> [DATA FOR ANALYSIS]
::::::::
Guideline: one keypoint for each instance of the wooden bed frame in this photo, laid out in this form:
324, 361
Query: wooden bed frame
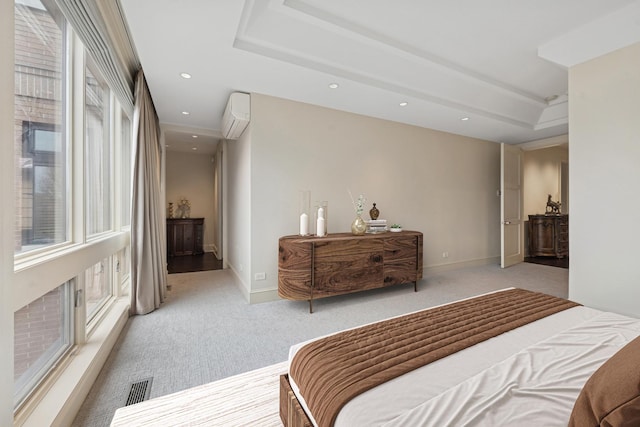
291, 412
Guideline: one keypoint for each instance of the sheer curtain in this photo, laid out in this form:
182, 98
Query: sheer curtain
148, 273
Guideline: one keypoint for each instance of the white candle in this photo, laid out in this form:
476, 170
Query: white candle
320, 230
320, 226
304, 224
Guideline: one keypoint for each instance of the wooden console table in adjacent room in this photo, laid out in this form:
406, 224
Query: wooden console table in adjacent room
317, 267
184, 236
549, 235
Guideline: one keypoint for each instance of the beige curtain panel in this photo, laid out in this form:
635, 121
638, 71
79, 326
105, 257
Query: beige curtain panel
148, 240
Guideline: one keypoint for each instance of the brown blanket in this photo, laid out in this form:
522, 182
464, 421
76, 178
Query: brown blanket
333, 370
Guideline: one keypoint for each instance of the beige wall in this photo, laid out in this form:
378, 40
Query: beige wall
542, 177
238, 209
604, 148
192, 176
441, 184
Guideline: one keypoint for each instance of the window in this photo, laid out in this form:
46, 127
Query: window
43, 332
97, 153
98, 288
42, 167
124, 268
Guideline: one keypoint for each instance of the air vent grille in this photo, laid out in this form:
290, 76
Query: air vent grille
139, 392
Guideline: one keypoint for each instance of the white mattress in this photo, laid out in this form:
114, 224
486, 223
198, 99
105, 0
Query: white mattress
528, 376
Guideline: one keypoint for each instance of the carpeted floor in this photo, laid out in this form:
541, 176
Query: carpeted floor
205, 331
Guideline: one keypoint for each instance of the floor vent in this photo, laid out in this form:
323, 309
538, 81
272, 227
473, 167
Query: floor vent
139, 392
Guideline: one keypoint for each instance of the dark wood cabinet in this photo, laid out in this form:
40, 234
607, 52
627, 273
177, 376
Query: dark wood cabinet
318, 267
184, 236
549, 235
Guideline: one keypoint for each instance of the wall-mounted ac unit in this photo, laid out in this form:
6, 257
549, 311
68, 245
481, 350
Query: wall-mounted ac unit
236, 116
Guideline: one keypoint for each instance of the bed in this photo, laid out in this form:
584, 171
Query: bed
512, 357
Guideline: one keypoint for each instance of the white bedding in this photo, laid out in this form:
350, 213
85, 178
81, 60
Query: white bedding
528, 376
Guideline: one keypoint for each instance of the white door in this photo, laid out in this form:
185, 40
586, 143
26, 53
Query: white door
511, 229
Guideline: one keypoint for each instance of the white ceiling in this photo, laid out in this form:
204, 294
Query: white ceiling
501, 63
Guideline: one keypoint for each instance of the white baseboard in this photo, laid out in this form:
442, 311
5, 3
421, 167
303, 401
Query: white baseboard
440, 268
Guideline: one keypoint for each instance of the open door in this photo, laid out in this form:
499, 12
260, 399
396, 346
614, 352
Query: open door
511, 228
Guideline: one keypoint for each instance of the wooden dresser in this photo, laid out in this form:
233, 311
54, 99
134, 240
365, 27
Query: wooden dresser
184, 236
549, 235
317, 267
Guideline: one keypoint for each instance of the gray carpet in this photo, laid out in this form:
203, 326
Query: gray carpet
205, 330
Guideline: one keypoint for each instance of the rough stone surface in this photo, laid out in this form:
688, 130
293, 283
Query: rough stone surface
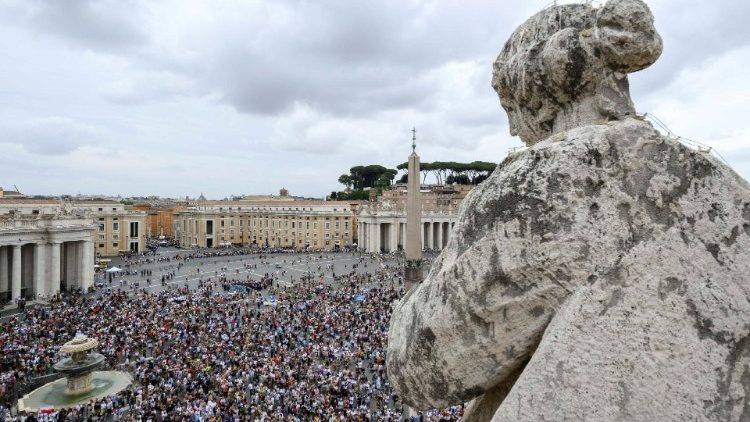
568, 65
603, 274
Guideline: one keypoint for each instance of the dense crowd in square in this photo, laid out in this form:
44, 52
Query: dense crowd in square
315, 352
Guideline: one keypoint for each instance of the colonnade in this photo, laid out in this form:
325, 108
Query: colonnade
42, 268
391, 236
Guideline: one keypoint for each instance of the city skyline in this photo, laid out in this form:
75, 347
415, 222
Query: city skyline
173, 99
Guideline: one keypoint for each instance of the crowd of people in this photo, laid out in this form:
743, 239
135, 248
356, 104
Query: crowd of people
317, 352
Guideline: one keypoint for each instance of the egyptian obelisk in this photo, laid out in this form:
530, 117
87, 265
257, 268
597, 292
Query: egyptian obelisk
413, 267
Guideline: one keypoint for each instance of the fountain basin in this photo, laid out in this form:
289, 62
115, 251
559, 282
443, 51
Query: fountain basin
68, 366
54, 395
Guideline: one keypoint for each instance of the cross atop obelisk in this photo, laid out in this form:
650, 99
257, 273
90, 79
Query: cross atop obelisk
413, 267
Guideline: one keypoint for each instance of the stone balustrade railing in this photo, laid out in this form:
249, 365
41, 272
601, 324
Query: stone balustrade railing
44, 222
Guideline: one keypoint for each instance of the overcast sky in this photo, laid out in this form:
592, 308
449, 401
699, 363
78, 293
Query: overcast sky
176, 98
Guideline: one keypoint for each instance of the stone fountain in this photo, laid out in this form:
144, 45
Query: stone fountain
79, 366
82, 382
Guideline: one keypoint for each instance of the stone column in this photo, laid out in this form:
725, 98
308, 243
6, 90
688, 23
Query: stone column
87, 264
414, 227
54, 270
440, 236
40, 256
15, 284
71, 262
375, 238
3, 269
394, 236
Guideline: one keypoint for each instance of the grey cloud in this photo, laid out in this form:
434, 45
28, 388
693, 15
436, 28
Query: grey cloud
100, 25
51, 136
694, 32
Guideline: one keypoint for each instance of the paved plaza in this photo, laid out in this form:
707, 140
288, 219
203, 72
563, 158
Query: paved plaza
284, 268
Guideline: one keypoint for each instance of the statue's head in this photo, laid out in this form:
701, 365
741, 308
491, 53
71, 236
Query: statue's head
567, 66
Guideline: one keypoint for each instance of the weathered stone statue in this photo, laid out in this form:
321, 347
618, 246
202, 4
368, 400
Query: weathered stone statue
603, 274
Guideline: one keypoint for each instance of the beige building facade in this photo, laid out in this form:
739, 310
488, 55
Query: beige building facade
116, 229
298, 224
44, 253
382, 223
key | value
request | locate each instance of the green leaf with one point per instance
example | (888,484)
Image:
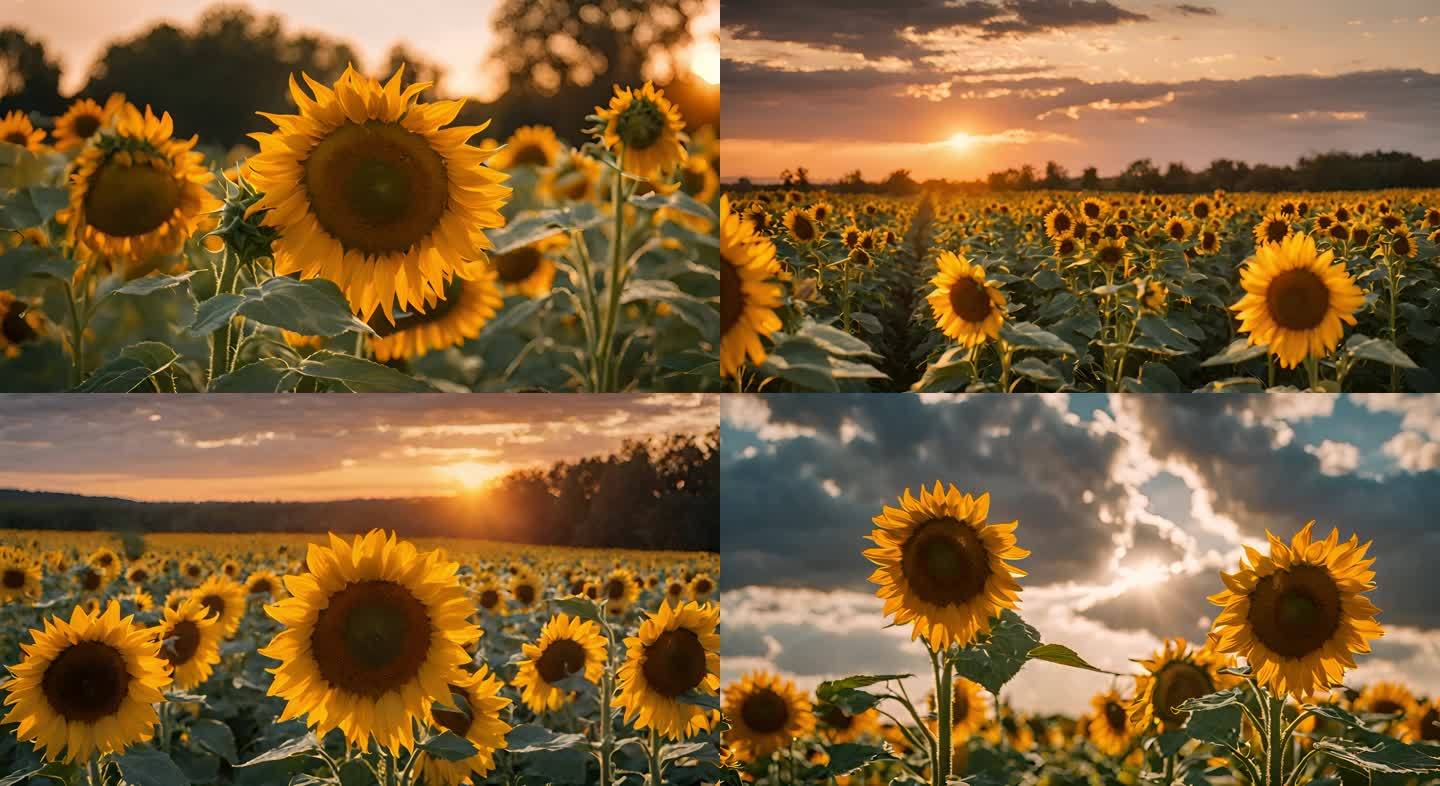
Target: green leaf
(359,375)
(450,747)
(134,366)
(146,766)
(998,657)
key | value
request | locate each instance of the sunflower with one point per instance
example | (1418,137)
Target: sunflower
(87,685)
(137,193)
(765,711)
(373,632)
(82,120)
(568,645)
(468,305)
(676,652)
(225,599)
(942,566)
(19,576)
(530,146)
(16,128)
(748,300)
(1296,300)
(189,641)
(644,130)
(369,192)
(1109,729)
(1299,613)
(477,720)
(1174,674)
(966,307)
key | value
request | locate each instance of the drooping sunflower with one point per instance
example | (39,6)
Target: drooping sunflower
(225,599)
(478,721)
(942,567)
(370,192)
(1174,674)
(189,641)
(530,146)
(470,303)
(373,632)
(748,298)
(87,685)
(968,308)
(676,651)
(16,128)
(1296,300)
(137,193)
(568,645)
(1110,727)
(1299,613)
(644,130)
(766,711)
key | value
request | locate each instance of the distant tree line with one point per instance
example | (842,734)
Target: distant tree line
(660,494)
(1326,172)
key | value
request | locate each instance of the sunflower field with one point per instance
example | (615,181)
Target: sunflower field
(1046,291)
(1260,701)
(366,244)
(169,660)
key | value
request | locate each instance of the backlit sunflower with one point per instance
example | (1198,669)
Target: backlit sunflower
(1296,300)
(966,307)
(87,685)
(748,298)
(477,720)
(1174,674)
(16,128)
(370,192)
(942,566)
(137,193)
(468,304)
(189,641)
(644,130)
(373,634)
(530,146)
(1110,727)
(568,645)
(1299,613)
(766,711)
(225,599)
(676,651)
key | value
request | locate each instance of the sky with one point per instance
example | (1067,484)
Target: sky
(1131,506)
(307,448)
(962,88)
(455,33)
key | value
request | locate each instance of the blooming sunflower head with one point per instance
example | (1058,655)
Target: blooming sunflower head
(942,566)
(1296,300)
(1299,613)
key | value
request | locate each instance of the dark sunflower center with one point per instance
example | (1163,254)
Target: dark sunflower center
(560,660)
(130,200)
(376,187)
(87,681)
(674,662)
(641,124)
(517,265)
(945,563)
(1296,611)
(765,711)
(186,635)
(1298,300)
(969,300)
(373,638)
(1177,683)
(455,720)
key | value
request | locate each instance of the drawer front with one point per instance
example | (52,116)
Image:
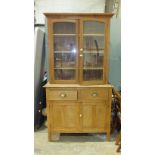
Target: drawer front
(94,94)
(61,94)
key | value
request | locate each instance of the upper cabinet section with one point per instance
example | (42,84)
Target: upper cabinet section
(78,46)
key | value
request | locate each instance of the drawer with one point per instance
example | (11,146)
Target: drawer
(94,94)
(61,94)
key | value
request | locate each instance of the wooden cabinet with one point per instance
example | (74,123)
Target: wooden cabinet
(78,95)
(78,46)
(78,109)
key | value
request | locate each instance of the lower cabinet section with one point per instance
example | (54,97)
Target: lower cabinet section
(94,117)
(65,116)
(79,114)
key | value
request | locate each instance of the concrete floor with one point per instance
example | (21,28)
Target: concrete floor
(73,144)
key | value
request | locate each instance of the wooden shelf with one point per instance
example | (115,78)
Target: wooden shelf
(94,35)
(64,34)
(66,68)
(93,52)
(94,68)
(63,52)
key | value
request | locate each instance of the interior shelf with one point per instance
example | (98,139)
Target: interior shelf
(93,34)
(64,34)
(65,68)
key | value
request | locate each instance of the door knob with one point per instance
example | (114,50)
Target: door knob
(62,95)
(81,49)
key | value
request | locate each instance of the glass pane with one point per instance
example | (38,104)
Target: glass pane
(93,60)
(93,50)
(94,42)
(90,74)
(64,43)
(65,50)
(64,28)
(64,59)
(64,74)
(93,27)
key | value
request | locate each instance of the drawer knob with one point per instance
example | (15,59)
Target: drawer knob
(94,94)
(81,49)
(63,95)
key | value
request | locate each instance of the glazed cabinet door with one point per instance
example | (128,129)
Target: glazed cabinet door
(92,42)
(63,44)
(94,117)
(65,117)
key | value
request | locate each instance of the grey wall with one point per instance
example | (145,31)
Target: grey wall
(115,53)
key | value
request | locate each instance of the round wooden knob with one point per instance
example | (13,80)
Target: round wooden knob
(62,95)
(94,94)
(81,49)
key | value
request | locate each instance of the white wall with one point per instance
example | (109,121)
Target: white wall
(41,6)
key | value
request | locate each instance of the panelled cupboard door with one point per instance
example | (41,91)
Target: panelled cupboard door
(92,48)
(63,49)
(94,117)
(65,116)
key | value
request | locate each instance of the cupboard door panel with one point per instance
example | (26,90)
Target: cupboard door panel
(66,116)
(92,50)
(94,116)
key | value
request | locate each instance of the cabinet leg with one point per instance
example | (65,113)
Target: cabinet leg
(108,136)
(49,136)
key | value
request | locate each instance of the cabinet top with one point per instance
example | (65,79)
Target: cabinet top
(75,85)
(79,14)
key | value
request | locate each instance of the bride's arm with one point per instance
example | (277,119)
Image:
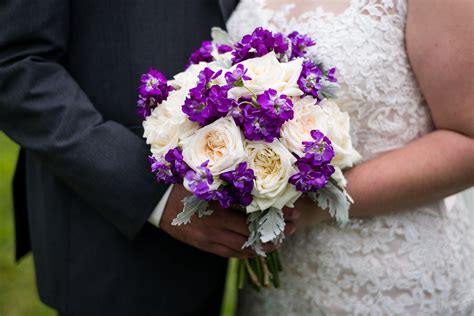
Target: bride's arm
(441,50)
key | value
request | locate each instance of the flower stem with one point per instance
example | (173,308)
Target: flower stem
(274,269)
(252,275)
(266,272)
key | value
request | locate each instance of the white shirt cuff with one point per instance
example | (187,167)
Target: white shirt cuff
(155,217)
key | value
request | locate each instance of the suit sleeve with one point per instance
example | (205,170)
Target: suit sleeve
(44,110)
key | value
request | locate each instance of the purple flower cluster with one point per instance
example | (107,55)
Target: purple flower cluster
(199,182)
(205,102)
(154,89)
(238,186)
(259,43)
(237,77)
(314,168)
(204,53)
(170,168)
(262,117)
(299,44)
(309,79)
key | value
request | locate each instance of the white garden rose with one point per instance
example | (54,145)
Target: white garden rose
(273,165)
(267,72)
(339,134)
(220,142)
(167,124)
(330,120)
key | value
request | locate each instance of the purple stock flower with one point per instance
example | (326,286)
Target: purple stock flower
(280,106)
(205,102)
(331,75)
(204,53)
(309,78)
(198,182)
(263,117)
(170,168)
(320,150)
(154,89)
(314,169)
(236,78)
(299,44)
(259,43)
(237,188)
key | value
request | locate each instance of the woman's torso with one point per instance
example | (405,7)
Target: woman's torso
(416,261)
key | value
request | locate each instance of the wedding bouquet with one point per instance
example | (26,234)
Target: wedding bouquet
(252,124)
::::::::
> [WHAT YOU NEED TO DO]
Please output the lines of the listing above that fall in the stretch from the one with "Guideline: one keypoint for each instance of the crowd" through the one with "Guideline: one keypoint for each instance of the overcast", exactly and only those.

> [THE COMPLETED TASK]
Guideline: one keypoint for each instance of the crowd of people in this photo, laid out in this form:
743, 239
135, 248
356, 104
Query: crowd of people
317, 352
Guideline: one keypoint for each instance of the egyptian obelisk in this photo, laid out in this form:
530, 117
87, 265
257, 268
597, 292
Query: egyptian obelisk
413, 267
Guideline: one keypoint for each instance of the fountain basin in this photo, laid out in this form:
289, 62
115, 251
559, 282
443, 51
Query: fountain basin
68, 366
54, 395
Guideline: one keypoint for each instance of the cross atop obelisk in this photo, laid out in this form:
650, 99
257, 273
90, 79
Query: cross atop obelisk
413, 267
Guideline: one keypoint for each instance of the stone balustrade railing in this photo, laid out in this form:
249, 365
41, 272
601, 324
Query: stone balustrade railing
44, 222
Guideline: one keypoint for each instance of the overcast sky in this photo, laid out in this form:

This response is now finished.